▸ What needs to be done
For the word "painting", report how many lines of the records below contain it, and nothing more.

Data items
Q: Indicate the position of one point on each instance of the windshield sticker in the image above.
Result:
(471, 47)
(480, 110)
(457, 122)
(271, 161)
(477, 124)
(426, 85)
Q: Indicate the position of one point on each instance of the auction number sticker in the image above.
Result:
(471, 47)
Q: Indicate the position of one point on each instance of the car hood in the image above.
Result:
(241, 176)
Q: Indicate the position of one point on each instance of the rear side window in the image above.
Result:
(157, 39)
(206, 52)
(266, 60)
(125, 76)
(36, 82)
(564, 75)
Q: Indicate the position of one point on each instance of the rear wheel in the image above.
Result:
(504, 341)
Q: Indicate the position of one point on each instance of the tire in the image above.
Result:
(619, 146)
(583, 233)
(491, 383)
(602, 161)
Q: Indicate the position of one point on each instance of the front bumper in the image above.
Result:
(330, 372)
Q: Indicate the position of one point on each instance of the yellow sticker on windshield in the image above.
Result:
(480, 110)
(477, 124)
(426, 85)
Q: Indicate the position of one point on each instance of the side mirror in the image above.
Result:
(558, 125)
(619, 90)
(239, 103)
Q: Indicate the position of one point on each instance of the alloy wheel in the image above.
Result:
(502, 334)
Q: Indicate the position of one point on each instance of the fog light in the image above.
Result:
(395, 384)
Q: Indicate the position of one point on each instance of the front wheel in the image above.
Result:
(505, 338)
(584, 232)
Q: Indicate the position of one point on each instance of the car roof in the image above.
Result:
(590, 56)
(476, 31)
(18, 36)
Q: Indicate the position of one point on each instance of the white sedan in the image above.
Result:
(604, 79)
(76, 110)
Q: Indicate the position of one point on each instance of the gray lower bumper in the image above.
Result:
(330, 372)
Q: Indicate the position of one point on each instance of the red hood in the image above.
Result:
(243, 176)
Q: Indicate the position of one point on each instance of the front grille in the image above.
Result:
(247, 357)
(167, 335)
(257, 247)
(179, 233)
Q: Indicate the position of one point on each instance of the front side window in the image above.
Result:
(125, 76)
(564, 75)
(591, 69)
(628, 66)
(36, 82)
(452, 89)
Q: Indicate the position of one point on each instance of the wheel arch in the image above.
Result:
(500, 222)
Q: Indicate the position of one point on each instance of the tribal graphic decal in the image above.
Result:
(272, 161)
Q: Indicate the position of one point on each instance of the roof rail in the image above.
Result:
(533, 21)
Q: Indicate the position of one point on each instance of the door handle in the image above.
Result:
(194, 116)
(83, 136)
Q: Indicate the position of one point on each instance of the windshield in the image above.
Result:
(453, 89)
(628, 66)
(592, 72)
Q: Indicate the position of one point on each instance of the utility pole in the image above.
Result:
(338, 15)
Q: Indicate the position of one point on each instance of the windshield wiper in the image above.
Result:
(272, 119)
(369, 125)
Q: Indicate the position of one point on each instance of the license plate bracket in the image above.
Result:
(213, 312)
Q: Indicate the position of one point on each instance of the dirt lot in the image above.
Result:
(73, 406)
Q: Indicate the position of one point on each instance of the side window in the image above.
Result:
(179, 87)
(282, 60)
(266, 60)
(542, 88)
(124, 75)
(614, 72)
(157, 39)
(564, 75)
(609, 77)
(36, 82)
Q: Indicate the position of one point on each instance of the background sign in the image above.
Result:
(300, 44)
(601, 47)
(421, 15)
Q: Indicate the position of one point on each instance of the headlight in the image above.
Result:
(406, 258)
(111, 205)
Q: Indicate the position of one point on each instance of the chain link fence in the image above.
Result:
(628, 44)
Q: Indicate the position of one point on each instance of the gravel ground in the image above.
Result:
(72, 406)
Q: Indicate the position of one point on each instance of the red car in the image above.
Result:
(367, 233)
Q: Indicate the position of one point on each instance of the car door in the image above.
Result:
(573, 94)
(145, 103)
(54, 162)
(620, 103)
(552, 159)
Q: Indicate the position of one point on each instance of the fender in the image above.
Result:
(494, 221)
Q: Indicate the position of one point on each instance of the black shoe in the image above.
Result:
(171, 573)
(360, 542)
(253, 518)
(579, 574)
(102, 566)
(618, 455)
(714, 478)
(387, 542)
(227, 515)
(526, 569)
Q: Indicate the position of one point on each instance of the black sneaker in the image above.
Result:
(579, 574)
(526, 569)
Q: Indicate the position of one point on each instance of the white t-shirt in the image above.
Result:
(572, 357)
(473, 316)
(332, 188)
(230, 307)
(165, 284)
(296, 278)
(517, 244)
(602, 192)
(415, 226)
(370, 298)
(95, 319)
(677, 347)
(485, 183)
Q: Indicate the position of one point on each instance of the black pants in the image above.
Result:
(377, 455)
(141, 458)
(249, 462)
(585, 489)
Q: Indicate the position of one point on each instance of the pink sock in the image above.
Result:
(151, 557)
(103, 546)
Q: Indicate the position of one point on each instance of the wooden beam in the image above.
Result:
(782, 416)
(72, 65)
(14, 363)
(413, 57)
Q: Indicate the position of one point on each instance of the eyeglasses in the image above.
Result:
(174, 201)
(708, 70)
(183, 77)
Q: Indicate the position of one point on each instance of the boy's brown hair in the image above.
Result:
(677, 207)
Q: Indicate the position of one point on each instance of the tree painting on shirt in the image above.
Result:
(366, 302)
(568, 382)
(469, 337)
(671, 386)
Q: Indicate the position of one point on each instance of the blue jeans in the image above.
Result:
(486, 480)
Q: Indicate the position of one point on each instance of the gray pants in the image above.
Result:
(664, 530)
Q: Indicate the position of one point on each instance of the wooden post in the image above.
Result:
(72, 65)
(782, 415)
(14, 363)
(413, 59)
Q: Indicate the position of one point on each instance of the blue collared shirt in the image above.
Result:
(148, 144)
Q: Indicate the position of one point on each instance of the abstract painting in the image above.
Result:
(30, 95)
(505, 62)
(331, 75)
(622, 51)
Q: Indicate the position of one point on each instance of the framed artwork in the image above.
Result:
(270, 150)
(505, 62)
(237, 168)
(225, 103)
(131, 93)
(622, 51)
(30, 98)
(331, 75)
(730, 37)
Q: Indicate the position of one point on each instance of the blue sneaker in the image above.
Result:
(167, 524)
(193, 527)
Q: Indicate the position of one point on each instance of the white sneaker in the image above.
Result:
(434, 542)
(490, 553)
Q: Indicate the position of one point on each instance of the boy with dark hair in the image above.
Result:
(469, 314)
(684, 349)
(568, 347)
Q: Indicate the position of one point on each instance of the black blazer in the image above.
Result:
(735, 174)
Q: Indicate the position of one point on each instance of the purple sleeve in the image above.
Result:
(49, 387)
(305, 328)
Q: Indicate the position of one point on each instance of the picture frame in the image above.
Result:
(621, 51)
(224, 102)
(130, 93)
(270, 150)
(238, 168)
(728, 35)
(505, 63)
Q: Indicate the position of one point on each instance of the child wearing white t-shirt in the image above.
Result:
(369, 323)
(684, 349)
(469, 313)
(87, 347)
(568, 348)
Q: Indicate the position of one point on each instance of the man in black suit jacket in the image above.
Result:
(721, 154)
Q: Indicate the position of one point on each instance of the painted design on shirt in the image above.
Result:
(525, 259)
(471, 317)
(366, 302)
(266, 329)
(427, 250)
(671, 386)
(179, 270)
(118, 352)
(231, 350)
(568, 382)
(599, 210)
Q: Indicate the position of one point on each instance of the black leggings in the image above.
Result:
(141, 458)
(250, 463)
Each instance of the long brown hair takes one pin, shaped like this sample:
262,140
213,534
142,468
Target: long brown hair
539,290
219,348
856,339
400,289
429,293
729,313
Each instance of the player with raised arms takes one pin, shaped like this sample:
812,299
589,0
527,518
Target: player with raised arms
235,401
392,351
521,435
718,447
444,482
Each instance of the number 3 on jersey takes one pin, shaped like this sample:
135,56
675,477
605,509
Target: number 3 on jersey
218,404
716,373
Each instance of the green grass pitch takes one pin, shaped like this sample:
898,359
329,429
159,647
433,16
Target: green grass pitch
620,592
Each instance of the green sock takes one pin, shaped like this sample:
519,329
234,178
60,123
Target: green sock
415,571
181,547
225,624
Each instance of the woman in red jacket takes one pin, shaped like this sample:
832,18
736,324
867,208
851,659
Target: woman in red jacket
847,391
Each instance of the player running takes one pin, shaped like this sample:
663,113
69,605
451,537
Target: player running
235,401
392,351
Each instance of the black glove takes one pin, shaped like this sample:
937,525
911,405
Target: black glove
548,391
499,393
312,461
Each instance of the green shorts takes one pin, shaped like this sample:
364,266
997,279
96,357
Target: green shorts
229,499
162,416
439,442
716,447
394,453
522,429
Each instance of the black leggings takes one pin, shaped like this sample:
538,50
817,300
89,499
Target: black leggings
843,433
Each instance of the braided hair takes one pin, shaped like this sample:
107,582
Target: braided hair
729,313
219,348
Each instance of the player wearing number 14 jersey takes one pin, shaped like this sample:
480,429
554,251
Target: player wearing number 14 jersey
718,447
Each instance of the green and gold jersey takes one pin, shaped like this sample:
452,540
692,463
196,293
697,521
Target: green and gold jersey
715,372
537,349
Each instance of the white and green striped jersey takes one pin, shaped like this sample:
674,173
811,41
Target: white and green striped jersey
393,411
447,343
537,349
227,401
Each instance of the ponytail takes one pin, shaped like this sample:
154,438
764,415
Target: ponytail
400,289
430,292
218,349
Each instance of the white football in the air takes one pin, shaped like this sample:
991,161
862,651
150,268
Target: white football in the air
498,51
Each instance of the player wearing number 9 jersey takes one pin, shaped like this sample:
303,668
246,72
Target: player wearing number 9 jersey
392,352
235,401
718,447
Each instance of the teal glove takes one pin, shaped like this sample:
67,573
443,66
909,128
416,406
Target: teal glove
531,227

▸ Your solution
2